**Instruction 1**
Select every line of the records that contains the string "rock".
>> Begin Extract provided
Sunday, December 01, 2013

eBooks and the Law, the Taxman, the EU and the French



Taxation and the law are often used to steer communities into a certain culture and direction. Sometimes they respond to changing values and aspirations, in other the aim to act as a catalyst to change and in some it is to pursue blind dogma.

We have seen aggressive tax efficiency programmes by many large corporations exploit the low tax rates of some EU member states to the clear detriment of others. We have seen huge subsidies being lavished on the likes of Amazon by UK authorities in order to build warehouse in areas of high unemployment, or to stimulate local communities. These are nothing short of today’s ransom notes forcing the public purse that they shun from contributing to, to be spent on them.

But the question remains; how should legislation and taxation respond to change or stimulate it?

We then have the potential EU harmonisation of VAT on ebooks which is planned for January 2015 along with the change of taxation from the point of dispatch to the point of consumption. Both are is long overdue, but whereas the allocation of VAT at consumption may be easy the harmonisation of the rate is dependent on all agreeing to act as one – a real challenge when some want the current situation to continue as is and others are already defying the rules and going their own way. Irrespective, we must first define an ebook and establish when an online service on subscription is an online service or an ebook service. Also as more embrace epub3 and move towards multimedia dno ebooks still remain an ebook irrespective of their content being potentially also audio, music, video, games and information streamed services?

The French are infamous for their proactive approaches on such matters. The government of President François Hollande has introduced a 70% tax band for high earners which may have gone down well on the left bank, but has also gone down well in neighbouring states and cities such as London, where property prices have been increasing, due in part to the invasion of French high earners wishing to avoid the new levy. Perhaps it was the French government’s way of reintroducing the revolution, but this time, minus the guillotine?
>> End Extract provided
>> Begin The data
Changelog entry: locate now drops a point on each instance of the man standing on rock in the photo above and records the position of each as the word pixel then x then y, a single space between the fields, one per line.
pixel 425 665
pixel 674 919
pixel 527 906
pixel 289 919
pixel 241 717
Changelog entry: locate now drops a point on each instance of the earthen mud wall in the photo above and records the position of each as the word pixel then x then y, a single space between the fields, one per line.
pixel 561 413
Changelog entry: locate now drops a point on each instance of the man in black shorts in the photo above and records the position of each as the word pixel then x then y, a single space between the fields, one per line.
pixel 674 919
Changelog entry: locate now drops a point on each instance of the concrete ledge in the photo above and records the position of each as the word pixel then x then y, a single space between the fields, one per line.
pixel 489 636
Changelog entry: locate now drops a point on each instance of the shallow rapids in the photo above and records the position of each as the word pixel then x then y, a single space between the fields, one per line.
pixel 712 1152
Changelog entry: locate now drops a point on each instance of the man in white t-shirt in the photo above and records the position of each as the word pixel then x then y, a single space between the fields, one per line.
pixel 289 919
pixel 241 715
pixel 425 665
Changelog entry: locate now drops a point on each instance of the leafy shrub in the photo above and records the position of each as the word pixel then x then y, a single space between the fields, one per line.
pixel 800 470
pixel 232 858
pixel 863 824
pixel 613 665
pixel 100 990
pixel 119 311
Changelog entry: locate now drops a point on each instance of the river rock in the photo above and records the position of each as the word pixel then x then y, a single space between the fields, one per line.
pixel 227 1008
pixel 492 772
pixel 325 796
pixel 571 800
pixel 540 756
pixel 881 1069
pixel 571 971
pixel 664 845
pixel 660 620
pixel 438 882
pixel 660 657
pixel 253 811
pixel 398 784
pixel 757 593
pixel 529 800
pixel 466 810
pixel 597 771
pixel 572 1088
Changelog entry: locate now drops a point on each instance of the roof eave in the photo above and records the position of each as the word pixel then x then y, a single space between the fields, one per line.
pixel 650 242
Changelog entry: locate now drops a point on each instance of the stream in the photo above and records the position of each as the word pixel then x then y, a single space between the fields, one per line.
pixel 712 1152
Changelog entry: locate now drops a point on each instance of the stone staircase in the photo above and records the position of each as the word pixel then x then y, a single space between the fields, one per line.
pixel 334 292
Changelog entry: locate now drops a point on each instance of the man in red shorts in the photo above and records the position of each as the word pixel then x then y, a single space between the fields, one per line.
>> End The data
**Instruction 2**
Translate this sentence from the piece on ebooks and taxation into Spanish: "Taxation and the law are often used to steer communities into a certain culture and direction."

**Correct output 1**
Changelog entry: locate now drops a point on each instance of the man standing on rock in the photo above and records the position of each as the word pixel then x then y, a single space between the fields, one per line.
Changelog entry: locate now drops a point on each instance of the river rock in the photo above and records the position of each as the word pixel then x then y, a single space between the fields, one per line.

**Correct output 2**
Los impuestos y la ley se utilizan a menudo para orientar a las comunidades hacia una determinada cultura y dirección.